-- Begin READING PASSAGE --

Word is City Hall is going to vote next Thursday on increasing the number of street vendors from 80 to 140 by this summer. If all goes according to plan, applications for these new slots will be made available to the public next month. So hoorah for that, and the 15 new vendors that will then be allowed every year thereafter, until a presumably arbitrary ceiling is reached (or we all explode from over-consumption in the year 2213).

But that isn’t the especially awesome part. Are you ready for this?

Instead of allowing just any operation to set up shop with little or no experience or passion for the food that they serve (as was the issue with last year’s ill-advised lottery), this new proposal calls for the creation of a committee made up of local food experts representing a broad spectrum (sustainability, nutrition, cooking, etc.). This committee will decide the fate of each application based on merit and promise. Chance doesn’t enter into it.

Each applicant will be scored on a range of criteria (taste being one of them), and those with the highest point scores will then be permitted to choose their own location in the order of their ranking, instead of being randomly assigned.

In other words, if your application sucks and your food tastes like a monkey’s ass, don’t even bother trying. If you’re application is just OK and your food is just sort of meh, you might luck out and get a location in funeral parlour’s parking lot next to some dude selling Latvian postcards (nothing wrong with that). If, however, your application rules and your food tastes like Jesus and Buddha tag-teamed in a golden kitchen, well then…welcome to wherever you want to go, and I’ll take two, please.

How freaking amazing is that?

  • http://www.eatpnw.com Brad

    I’m not too sure about this, I like the idea that they are entertaining more street vendors, but at the same time I don’t like the idea that there will be an “American Idol” type system voting people in. It just asks for all sorts of favoritism and corruption. If street vendors are true businesses and if their product is not good, then the public will tell them by not buying from them. It should be the same as any other business in the city of Vancouver, and should not have any special rules because it is something new.

-- End READING PASSAGE --
-- Begin DATA SUPPLIED --

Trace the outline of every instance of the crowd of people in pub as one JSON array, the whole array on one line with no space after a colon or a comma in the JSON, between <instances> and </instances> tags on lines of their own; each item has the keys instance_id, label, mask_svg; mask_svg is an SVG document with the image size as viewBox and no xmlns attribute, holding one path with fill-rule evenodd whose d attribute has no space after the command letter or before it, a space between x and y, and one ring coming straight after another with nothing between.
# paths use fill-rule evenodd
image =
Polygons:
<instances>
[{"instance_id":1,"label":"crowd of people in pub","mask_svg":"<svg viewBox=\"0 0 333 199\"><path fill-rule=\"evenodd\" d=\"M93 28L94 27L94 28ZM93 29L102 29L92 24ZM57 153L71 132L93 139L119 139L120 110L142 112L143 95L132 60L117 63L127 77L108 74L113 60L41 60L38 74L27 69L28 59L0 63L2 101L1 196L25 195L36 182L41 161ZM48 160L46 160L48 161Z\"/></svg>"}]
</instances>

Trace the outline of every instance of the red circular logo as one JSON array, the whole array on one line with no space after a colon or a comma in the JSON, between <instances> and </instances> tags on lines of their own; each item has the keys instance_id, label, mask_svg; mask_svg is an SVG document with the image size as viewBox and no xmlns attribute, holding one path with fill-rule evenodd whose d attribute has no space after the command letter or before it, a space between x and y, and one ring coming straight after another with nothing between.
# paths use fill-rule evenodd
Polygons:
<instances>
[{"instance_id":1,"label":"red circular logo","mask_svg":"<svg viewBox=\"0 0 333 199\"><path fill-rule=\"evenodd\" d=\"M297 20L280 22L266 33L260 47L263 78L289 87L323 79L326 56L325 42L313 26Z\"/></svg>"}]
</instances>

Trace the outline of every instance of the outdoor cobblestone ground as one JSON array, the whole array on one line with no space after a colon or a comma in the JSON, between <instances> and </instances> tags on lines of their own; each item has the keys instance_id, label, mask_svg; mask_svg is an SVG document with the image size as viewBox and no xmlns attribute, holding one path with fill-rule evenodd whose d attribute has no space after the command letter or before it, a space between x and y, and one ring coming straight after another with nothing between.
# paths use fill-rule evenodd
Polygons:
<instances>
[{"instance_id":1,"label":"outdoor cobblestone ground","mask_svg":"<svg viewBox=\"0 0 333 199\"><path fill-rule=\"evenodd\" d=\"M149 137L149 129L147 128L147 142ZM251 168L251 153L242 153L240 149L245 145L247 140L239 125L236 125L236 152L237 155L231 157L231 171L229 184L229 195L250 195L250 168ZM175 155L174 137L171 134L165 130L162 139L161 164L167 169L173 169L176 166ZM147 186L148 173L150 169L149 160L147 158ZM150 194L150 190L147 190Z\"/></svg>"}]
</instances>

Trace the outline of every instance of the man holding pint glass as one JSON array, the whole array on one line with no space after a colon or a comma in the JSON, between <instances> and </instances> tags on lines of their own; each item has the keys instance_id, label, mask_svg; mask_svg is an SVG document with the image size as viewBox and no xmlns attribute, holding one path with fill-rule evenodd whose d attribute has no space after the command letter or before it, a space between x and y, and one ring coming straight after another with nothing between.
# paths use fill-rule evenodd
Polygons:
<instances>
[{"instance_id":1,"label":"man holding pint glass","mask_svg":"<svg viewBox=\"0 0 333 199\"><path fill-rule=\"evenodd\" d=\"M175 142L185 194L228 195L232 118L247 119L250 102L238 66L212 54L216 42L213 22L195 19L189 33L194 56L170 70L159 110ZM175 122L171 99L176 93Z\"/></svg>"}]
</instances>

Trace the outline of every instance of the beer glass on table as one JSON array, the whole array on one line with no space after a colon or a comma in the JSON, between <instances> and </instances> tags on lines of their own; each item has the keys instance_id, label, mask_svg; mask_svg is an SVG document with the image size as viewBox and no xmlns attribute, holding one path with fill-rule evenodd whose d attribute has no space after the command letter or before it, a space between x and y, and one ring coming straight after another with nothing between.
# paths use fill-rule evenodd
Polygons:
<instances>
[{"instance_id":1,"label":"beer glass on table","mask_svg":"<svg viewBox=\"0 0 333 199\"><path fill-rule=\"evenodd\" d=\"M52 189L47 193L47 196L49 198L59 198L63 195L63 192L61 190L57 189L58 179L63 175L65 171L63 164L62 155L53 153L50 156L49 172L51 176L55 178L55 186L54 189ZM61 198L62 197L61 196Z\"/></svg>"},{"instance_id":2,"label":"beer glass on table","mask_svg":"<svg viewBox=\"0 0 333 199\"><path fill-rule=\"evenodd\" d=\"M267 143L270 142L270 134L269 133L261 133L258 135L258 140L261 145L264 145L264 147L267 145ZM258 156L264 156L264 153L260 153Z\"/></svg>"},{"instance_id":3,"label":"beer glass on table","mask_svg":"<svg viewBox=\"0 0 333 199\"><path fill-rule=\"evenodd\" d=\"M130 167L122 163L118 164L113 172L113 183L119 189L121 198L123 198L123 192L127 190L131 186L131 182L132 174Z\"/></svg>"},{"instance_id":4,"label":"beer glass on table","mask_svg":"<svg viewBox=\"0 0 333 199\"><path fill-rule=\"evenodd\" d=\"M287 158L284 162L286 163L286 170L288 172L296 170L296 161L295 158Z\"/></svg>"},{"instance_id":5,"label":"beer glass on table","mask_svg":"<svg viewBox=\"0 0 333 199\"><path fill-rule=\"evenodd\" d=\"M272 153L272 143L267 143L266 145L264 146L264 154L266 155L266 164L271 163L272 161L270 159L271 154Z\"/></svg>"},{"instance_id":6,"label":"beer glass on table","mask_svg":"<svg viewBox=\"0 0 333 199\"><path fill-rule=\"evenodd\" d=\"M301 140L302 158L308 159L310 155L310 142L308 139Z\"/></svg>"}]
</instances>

-- End DATA SUPPLIED --

→ SHORT EXERCISE
Rewrite the street vendor post between "Word is City" and "ready for this?", inclusive, swapping "vendors" for "food trucks".

→ OUTPUT
Word is City Hall is going to vote next Thursday on increasing the number of street food trucks from 80 to 140 by this summer. If all goes according to plan, applications for these new slots will be made available to the public next month. So hoorah for that, and the 15 new food trucks that will then be allowed every year thereafter, until a presumably arbitrary ceiling is reached (or we all explode from over-consumption in the year 2213).

But that isn’t the especially awesome part. Are you ready for this?